Direction — Render each of the entries below as a numbered list, omitting any blank lines.

▬▬▬▬▬▬▬▬▬▬

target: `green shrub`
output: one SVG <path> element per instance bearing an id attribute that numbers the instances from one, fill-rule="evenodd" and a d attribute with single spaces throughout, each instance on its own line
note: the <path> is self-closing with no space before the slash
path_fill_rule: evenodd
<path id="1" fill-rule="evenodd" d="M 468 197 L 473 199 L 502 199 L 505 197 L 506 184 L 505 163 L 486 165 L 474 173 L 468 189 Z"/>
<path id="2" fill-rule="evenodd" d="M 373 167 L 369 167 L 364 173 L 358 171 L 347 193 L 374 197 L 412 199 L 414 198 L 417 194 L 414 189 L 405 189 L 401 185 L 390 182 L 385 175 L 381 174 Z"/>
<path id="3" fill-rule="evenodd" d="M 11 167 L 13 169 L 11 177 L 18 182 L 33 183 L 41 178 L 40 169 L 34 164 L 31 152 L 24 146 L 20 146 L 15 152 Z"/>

▬▬▬▬▬▬▬▬▬▬

Task solution —
1. target: `green shrub`
2. output: one SVG <path> element per instance bearing an id attribute that numbers the instances from one, fill-rule="evenodd" and a d attribute with single spaces throughout, each instance on its own line
3. note: the <path> is self-closing with no space before the slash
4. path_fill_rule: evenodd
5. <path id="1" fill-rule="evenodd" d="M 468 197 L 473 199 L 502 199 L 505 197 L 506 184 L 505 163 L 486 165 L 474 173 L 468 189 Z"/>
6. <path id="2" fill-rule="evenodd" d="M 373 167 L 369 167 L 364 173 L 358 171 L 347 193 L 374 197 L 412 199 L 414 198 L 417 194 L 414 189 L 405 189 L 401 185 L 390 182 L 385 175 L 381 174 Z"/>
7. <path id="3" fill-rule="evenodd" d="M 11 167 L 13 169 L 11 177 L 18 182 L 33 183 L 41 178 L 40 169 L 34 164 L 31 152 L 24 146 L 20 146 L 15 152 Z"/>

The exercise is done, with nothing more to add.